#### [QUOTED TEXT]
┌──

November 24th, 2024

Those who died in Afghanistan will be remembered


By Letter to the Editor on September 29, 2021.

Editor:
Toward the early 1970s, the American public was getting tired of the war in Vietnam. Returning soldiers met suspicious eyes.
I didn’t think it was right: they were drafted and had no choice but to join. A cousin of mine was a cabin attendant of the airline that carried the servicemen back and forth between the United States and Saigon. She felt sorry for those men: they looked not only tired but dejected. I wonder how people involved in the war in Afghanistan are feeling today, especially those who lost their loved ones.
We must never let them feel that way. We must maintain our affection and respect for veterans and their families. It was not their fault that the Western countries in Afghanistan fought in a hopeless cause. Most of the Western countries including Canada joined the Americans in an attempt to destroy the “terrorist” bases. If it was a mistaken strategy, it was a collective mistake.
An article by Paul Wells in the October issue of Maclean’s magazine, page 28, who went to Afghanistan a few times since 2007 as a reporter, speaks about a hopeless quagmire of the situation he saw there. We didn’t know that, did we?

└──

#### [PROVIDED DATA]
┌──

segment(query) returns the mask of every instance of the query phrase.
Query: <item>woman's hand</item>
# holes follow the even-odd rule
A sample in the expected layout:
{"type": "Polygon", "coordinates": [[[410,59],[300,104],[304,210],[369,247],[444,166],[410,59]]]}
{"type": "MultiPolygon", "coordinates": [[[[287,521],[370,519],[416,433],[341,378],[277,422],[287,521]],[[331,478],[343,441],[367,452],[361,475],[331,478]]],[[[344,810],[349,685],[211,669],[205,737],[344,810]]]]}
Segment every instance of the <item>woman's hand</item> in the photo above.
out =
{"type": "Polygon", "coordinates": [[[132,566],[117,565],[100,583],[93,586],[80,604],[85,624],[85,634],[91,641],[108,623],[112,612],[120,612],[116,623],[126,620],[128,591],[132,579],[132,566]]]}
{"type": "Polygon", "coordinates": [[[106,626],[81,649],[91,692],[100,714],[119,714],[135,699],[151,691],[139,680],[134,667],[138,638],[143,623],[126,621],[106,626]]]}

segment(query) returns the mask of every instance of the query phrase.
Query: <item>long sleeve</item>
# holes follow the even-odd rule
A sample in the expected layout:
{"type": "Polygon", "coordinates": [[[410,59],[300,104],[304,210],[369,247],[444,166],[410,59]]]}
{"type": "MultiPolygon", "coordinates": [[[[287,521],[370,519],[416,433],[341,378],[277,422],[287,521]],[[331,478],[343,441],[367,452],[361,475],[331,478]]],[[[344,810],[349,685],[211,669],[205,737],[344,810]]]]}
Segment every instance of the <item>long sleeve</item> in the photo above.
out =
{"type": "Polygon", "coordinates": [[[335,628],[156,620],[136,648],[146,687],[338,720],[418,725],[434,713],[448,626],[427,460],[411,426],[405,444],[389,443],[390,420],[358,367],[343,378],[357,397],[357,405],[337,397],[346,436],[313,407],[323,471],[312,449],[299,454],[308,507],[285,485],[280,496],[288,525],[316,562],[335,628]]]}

└──

#### [TASK REQUIREMENTS]
A - Please extract everything from "November 24th, 2024" down to "met suspicious eyes." in the letter about Afghanistan.
B - According to the Afghanistan letter, which magazine ran the article by Paul Wells?
C - Write what comes next in the letter to the editor about Afghanistan veterans, picking up after its final sentence.

#### [ANSWER SET]
A -
November 24th, 2024

Those who died in Afghanistan will be remembered


By Letter to the Editor on September 29, 2021.

Editor:
Toward the early 1970s, the American public was getting tired of the war in Vietnam. Returning soldiers met suspicious eyes.

B - Maclean's magazine, in its October issue.

C -
I felt the same when I heard my favourite uncle Mitsugu went missing in action and was presumed dead in the battle of Guadalcanal in the Pacific during the Second World War. He was just out of high school. The tide of war had turned already by then, and Japanese people began to see the situation hopeless. Uncle Mitsugu didn’t want to go but felt he had no choice. Did he die for nothing?
Now all the coalition forces have left Afghanistan after 20 years of conflict; and after so much blood was shed of all those husbands and wives, boy/girl friends, sons and daughters. Fanatics and sadists were rare, if any. Many came back injured with PTSD. Many innocent people lost their lives, and were casually called “collateral damage” as though they were pieces of furniture. We have to keep them in our hearts with gratitude. We must remember all affected from all sides. They had no choice.
“His orders come from far away.” (Buffy Sainte Marie “Universal Soldier”) Many died because of our collective mistake. We will remember them.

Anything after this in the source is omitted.